▶ [Brief]:
Reproduce the listing below without any change.

▶ [Input records]:
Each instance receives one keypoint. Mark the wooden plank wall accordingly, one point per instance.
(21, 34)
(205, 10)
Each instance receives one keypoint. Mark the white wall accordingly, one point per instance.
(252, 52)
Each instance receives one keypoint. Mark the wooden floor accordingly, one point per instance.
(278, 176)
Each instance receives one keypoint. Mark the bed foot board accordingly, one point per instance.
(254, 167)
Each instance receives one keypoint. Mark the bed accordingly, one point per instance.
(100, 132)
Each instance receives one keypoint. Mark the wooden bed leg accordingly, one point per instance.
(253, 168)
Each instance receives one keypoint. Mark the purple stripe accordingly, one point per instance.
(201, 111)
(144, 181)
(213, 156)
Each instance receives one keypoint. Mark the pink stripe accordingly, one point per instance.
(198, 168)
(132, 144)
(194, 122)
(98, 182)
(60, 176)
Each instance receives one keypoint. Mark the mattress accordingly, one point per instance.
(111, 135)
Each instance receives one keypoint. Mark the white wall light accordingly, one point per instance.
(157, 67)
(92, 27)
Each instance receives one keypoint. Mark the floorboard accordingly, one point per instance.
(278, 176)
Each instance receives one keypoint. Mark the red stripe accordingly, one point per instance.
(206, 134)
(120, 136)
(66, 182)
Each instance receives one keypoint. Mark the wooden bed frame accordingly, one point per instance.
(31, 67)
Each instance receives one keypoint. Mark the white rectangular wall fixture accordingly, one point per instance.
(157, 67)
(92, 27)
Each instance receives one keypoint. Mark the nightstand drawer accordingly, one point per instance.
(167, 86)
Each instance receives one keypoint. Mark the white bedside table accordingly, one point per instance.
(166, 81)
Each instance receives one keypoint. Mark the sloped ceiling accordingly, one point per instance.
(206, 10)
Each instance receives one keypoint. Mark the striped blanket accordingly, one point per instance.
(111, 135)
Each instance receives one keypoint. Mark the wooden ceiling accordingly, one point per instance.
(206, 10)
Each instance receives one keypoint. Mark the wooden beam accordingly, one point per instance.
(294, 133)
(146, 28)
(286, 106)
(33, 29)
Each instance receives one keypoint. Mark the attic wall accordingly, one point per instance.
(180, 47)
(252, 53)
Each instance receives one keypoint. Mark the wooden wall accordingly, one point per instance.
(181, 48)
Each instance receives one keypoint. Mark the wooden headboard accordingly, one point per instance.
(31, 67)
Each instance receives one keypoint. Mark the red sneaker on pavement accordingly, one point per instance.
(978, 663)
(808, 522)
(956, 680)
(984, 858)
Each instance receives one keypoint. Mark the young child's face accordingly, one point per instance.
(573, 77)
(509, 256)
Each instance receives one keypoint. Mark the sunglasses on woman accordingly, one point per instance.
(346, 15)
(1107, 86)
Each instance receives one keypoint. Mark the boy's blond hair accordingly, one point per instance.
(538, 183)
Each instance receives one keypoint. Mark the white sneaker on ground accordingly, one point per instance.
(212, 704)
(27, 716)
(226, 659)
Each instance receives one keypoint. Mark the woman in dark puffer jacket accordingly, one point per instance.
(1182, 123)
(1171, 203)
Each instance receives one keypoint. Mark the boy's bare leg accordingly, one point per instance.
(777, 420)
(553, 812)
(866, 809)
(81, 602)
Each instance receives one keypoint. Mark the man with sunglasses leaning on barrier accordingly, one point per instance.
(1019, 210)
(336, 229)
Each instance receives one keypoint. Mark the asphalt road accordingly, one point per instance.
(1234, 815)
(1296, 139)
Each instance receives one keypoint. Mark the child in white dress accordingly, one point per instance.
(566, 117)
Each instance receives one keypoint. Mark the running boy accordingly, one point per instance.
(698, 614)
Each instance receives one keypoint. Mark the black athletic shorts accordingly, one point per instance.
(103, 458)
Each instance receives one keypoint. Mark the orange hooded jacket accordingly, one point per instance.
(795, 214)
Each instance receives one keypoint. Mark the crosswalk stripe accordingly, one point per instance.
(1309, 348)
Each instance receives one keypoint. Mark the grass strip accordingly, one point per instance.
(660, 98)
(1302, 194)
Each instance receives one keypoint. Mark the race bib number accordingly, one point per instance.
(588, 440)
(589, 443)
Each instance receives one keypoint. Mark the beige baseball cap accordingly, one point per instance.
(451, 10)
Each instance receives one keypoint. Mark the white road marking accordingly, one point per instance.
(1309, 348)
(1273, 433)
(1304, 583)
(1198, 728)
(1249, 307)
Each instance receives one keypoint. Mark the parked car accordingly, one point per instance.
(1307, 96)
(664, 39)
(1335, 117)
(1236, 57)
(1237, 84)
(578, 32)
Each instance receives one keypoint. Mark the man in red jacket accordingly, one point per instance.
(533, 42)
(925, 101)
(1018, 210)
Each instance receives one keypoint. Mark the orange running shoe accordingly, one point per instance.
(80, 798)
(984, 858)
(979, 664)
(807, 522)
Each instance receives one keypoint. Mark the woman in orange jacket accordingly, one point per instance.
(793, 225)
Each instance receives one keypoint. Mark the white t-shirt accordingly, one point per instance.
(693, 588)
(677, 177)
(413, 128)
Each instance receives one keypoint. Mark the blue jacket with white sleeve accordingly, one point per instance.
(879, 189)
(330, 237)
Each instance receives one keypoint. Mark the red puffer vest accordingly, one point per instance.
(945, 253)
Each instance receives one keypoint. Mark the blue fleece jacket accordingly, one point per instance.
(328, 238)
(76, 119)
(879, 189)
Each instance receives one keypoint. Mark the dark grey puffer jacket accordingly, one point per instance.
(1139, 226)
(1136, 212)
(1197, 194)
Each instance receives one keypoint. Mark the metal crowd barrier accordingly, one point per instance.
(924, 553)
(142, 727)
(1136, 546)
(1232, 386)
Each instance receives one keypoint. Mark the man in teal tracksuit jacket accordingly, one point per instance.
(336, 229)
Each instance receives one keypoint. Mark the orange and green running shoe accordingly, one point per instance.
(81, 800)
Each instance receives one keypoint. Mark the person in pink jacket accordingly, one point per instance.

▶ [Response below]:
Each instance receives one keypoint. Mark the wooden plank wall accordingly, one point per instance.
(21, 34)
(205, 10)
Each instance receives one keypoint. Mark the white wall accordingly, one point per instance.
(252, 52)
Each instance receives one keypoint. Mark the wooden floor accordingly, one point per instance.
(278, 176)
Each instance receives one keypoint. Mark the bed foot board accordingly, one point per instance.
(254, 167)
Each instance receives one keypoint. Mark the bed accordingly, one point per instance.
(100, 132)
Each instance receives one keypoint. Mark the wooden bed leg accordingly, one point per instance.
(253, 168)
Each instance receives one keypoint. Mark the purple stripe accordingly, one point per instance.
(201, 111)
(144, 181)
(213, 156)
Each instance receives one keypoint. Mark the pink stripe accordingly, one point per instance.
(198, 168)
(132, 144)
(194, 122)
(98, 182)
(60, 176)
Each instance receives one keypoint. Mark the mattress accordingly, one point per instance.
(111, 135)
Each instance receives one keypoint. Mark the white wall light accordingly, one point per instance.
(157, 67)
(92, 27)
Each instance receives one keypoint. Mark the floorboard accordingly, one point per instance.
(278, 176)
Each instance receives one keypoint. Mark the red stripe accordingly, one point per instance.
(206, 134)
(120, 136)
(66, 182)
Each instance receives one keypoint. Mark the wooden bed frame accordingly, one point per instance.
(31, 67)
Each instance receives one keypoint. Mark the white rectangular wall fixture accordingly, one point per instance.
(157, 67)
(92, 27)
Each instance receives one keypoint. Mark the nightstand drawer accordingly, one point per instance.
(167, 86)
Each instance receives one keypoint. Mark the white bedside table accordingly, one point per instance.
(166, 81)
Each instance receives one keypoint. Mark the sloped ceiling accordingly, one point per instance.
(206, 10)
Each instance receives one keypoint. Mark the striped blanket accordingly, one point per instance.
(111, 135)
Each instance receives one keypoint. Mark the wooden ceiling accordingly, one point per instance.
(206, 10)
Each instance receives one keypoint. Mark the wooden beam accordingly, one point per instance.
(294, 133)
(146, 28)
(286, 106)
(33, 29)
Each instance receives one keypoint. Mark the attic wall accordingly, one point per instance.
(180, 47)
(252, 53)
Each instance receives one keypoint. Mark the wooden wall accordingly, one point per instance.
(181, 48)
Each instance receives one keypoint. Mark the wooden headboard accordingly, one point per instance.
(31, 67)
Each instance receives one keypoint. Mark the red sneaker on pavement accordingly, one point per instance.
(978, 663)
(808, 522)
(956, 680)
(984, 858)
Each instance receives one keypoint. Mark the young child's face accordingly, one point per instance.
(573, 77)
(509, 256)
Each instance receives one keypoint. Mark the sunglasses on woman accordingly, one point per instance.
(346, 15)
(1107, 86)
Each instance receives one keypoint. Mark the boy's blond hair accordingly, one point per instance.
(538, 183)
Each instance receives one keypoint. Mark the white sneaker on ground accordingly, one point per instance.
(212, 704)
(27, 716)
(226, 659)
Each instance receives one keypoint. Mark the woman in dark puffer jacket accordingly, one point per instance.
(1182, 123)
(1171, 203)
Each instance receives one keypoint. Mark the boy's bare leg accordingly, one point per instance.
(777, 420)
(553, 812)
(866, 809)
(81, 602)
Each instance receives one keypoint. Mark the man with sunglasses leaning on barrier accordingly, one point per instance.
(1019, 210)
(336, 229)
Each instance receives one keypoint. Mark the asphalt road accordingly, one point per instance.
(1234, 815)
(1296, 139)
Each instance receives one keypoint. Mark the child in white dress accordingly, one point per instance.
(566, 117)
Each instance receives one keypoint. Mark the running boy accordingly, one point per instance.
(698, 614)
Each instance receives one keypoint. Mark the black athletic shorts accordingly, one point per instance.
(103, 458)
Each instance receives one keypoint. Mark the orange hooded jacket accordingly, one point per instance.
(795, 214)
Each instance receives one keypoint. Mark the crosswalk stripe accordingly, one point per instance.
(1309, 348)
Each instance receives one keypoint. Mark the grass strip accordingly, one point per instance.
(660, 98)
(1302, 194)
Each instance receives one keypoint. Mark the race bib number accordingly, one point per instance.
(588, 440)
(589, 443)
Each instance receives one keypoint. Mark the beige baseball cap accordingly, one point per instance.
(451, 10)
Each instance receives one keypoint. Mark the white road marking accordingly, one point per instance.
(1309, 348)
(1273, 433)
(1304, 583)
(1198, 728)
(1249, 307)
Each instance receives one keypoint. Mark the parked car accordingly, one point per instance.
(1307, 96)
(664, 39)
(1335, 117)
(1236, 57)
(1237, 84)
(578, 32)
Each instance receives one keypoint. Mark the man in red jacket accordingly, one point per instance.
(533, 42)
(925, 101)
(1018, 210)
Each instance receives one keypoint. Mark the orange running shoe accordingly, one point per instance.
(80, 798)
(984, 858)
(979, 664)
(807, 522)
Each instance receives one keypoint. Mark the woman in orange jacket accordingly, one point per instance.
(793, 225)
Each instance receives one keypoint. Mark the white t-shirt accordingly, one point per instance.
(693, 588)
(677, 177)
(413, 128)
Each instance receives one keypoint. Mark the blue jacket with white sleeve accordingly, one point per instance.
(879, 189)
(330, 237)
Each instance receives one keypoint. Mark the red puffer vest accordingly, one point per instance.
(945, 253)
Each instance receives one keypoint. Mark the blue fleece jacket accordingly, one point per instance.
(328, 238)
(76, 119)
(879, 189)
Each instance receives one keypoint. Mark the dark grey puffer jacket accordingly, one point per instance.
(1139, 226)
(1136, 212)
(1197, 194)
Each instance receives one keypoint. Mark the metal crowd barrier accordingly, one point per instance.
(924, 553)
(142, 727)
(1136, 546)
(1232, 386)
Each instance receives one keypoint. Mark the man in teal tracksuit jacket accordingly, one point per instance.
(336, 229)
Each instance receives one keypoint. Mark the orange and green running shoe accordingly, one point per instance.
(81, 800)
Each instance receives one keypoint. Mark the person in pink jacket accordingly, one point per instance.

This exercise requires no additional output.